Task requirements:
From the line with "Query: black rubber water bowl" onward, reproduce each line of the entries exactly, ending at the last one, and add nothing.

(Collection entries)
--- START ---
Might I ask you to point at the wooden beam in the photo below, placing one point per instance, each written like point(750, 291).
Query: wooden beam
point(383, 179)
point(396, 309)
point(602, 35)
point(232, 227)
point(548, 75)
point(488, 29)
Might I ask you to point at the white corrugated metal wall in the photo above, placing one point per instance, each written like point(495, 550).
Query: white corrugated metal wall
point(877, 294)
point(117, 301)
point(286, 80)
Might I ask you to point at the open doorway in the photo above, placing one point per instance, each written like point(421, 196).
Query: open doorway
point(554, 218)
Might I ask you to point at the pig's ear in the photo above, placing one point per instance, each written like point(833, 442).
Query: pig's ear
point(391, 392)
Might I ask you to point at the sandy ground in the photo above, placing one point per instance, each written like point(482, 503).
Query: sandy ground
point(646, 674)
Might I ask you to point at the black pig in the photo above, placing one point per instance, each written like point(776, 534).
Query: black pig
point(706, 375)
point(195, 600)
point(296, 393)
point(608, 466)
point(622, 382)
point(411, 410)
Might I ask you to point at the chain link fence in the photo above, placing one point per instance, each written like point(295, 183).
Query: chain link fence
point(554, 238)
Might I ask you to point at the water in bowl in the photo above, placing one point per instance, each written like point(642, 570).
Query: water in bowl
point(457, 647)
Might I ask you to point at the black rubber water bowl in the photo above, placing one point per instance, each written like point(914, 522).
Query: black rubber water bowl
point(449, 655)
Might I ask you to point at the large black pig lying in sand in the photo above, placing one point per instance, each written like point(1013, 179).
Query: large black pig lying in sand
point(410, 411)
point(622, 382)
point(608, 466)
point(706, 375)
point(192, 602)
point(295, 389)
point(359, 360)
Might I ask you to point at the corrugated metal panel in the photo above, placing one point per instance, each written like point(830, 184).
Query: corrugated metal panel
--- END ---
Result:
Query: black rubber water bowl
point(449, 655)
Might I ask you to point at the large black pig lying in sand in the photo above, placing one point per instance, each written like point(1013, 179).
Query: large black pig lying in sand
point(410, 411)
point(622, 382)
point(608, 466)
point(706, 375)
point(192, 602)
point(295, 389)
point(359, 360)
Might I ask you to point at the corrugated metal panel in the photo above, placing one point per instance, each written like point(830, 184).
Query: corrugated metal panel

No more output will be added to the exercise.